===== Text passage
Young applied himself to other areas of study as well. In 1799, French soldiers had discovered a stone buried outside the town of Rosetta, Egypt, on which was carved a proclamation in Greek, hieroglyphics, and a third, unknown language that later became known as demotic. While Egyptian hieroglyphics were present on many monuments, scholars had been unable to decode what they meant. However, the Rosetta Stone placed a known language, Greek, alongside the hieroglyphics, allowing them to be translated. Young began to study the Rosetta Stone and discovered that the third language (demotic) was a mixture of phonetic and hieroglyphic signs. Thus, he was able to trace the demotic writing back to hieroglyphics and decode names and words from the ancient symbols.
Young spent his later years practicing medicine and contributing articles to the Encyclopedia Britannica. He died in London on May 10, 1829.
Impact
Young’s work in the field of physics greatly influenced the development of scientific thought. His work on the wave theory of light not only served to displace the longstanding particle theory of Newton but also led to a variety of advances in the study of light. Early in the twentieth century, scientists determined that light behaves as both a wave and a particle, indicating that Newton and Young were both partially correct. This discovery, in turn, allowed scientists to make important contributions to the developing field of quantum physics. Young’s research regarding how the eye recognizes and interprets different colors also proved to be influential, serving as the foundation for further study in that area.
Although Young is perhaps best known as a scientist, he was also a significant figure in the field of linguistics. He studied and compared the vocabulary and grammar of over four hundred languages, publishing his findings in a series of articles in the Encyclopedia Britannica. Finding similarities along a wide spectrum of languages, Young coined the term “Indo-European” to describe the family of European languages that includes Greek, Latin, Sanskrit, and many other modern languages. Young’s articles and work on the Rosetta Stone were of great help to Egyptologist Jean Francois Champollion, who ultimately translated the Egyptian hieroglyphics on the stone in the 1820s.
==========
**Required work:** Copy the passage about Young from "Although Young is" to "in the 1820s.", replacing "four hundred" with "three hundred".
===== Data under study
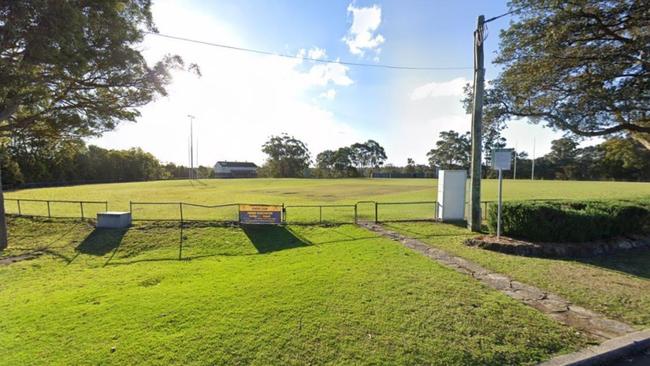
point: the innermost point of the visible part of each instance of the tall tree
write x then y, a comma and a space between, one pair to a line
287, 156
579, 66
452, 151
74, 68
376, 155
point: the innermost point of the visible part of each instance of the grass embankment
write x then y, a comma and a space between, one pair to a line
300, 295
615, 285
301, 191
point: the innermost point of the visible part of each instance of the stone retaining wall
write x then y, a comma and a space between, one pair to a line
559, 250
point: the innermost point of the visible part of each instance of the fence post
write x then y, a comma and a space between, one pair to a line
435, 211
376, 212
484, 214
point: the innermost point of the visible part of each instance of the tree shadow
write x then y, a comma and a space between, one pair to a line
272, 238
101, 242
635, 262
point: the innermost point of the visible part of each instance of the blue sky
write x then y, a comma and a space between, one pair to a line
243, 98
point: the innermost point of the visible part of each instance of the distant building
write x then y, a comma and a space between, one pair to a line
235, 169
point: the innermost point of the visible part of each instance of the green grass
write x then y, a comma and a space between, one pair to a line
300, 191
294, 295
615, 285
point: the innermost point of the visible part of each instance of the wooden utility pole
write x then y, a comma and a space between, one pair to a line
532, 171
514, 172
3, 224
474, 222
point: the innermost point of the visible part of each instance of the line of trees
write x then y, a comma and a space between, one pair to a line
290, 157
48, 161
618, 158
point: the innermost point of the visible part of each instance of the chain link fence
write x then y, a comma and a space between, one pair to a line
348, 213
54, 208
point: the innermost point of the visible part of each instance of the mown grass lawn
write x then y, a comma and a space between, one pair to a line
615, 285
300, 191
294, 295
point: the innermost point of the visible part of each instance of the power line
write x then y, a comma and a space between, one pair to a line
502, 15
348, 63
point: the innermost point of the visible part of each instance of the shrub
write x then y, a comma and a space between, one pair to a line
571, 221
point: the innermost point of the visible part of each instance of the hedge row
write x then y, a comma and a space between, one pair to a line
571, 221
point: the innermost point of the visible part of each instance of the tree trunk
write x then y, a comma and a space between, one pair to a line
3, 222
642, 138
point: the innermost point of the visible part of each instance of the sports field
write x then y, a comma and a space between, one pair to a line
298, 192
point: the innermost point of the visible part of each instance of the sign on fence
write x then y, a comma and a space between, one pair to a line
501, 159
260, 214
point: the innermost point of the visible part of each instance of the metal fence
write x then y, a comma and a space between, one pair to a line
348, 213
183, 211
321, 214
54, 208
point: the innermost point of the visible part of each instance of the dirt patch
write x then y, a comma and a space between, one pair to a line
18, 258
559, 250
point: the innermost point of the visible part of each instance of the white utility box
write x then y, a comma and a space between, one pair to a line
113, 220
451, 195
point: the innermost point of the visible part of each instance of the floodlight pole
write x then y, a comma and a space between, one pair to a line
474, 222
191, 146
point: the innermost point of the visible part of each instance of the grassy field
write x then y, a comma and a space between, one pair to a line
260, 295
615, 285
299, 191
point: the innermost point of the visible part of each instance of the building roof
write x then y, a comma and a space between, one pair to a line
236, 164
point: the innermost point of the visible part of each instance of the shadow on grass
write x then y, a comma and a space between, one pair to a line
272, 238
635, 262
101, 241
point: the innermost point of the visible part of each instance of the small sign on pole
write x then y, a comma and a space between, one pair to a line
501, 160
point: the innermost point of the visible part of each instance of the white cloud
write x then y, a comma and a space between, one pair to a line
323, 74
330, 94
451, 88
240, 100
361, 35
317, 53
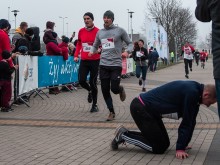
==========
**Response area:**
Although Young is perhaps best known as a scientist, he was also a significant figure in the field of linguistics. He studied and compared the vocabulary and grammar of over three hundred languages, publishing his findings in a series of articles in the Encyclopedia Britannica. Finding similarities along a wide spectrum of languages, Young coined the term “Indo-European” to describe the family of European languages that includes Greek, Latin, Sanskrit, and many other modern languages. Young’s articles and work on the Rosetta Stone were of great help to Egyptologist Jean Francois Champollion, who ultimately translated the Egyptian hieroglyphics on the stone in the 1820s.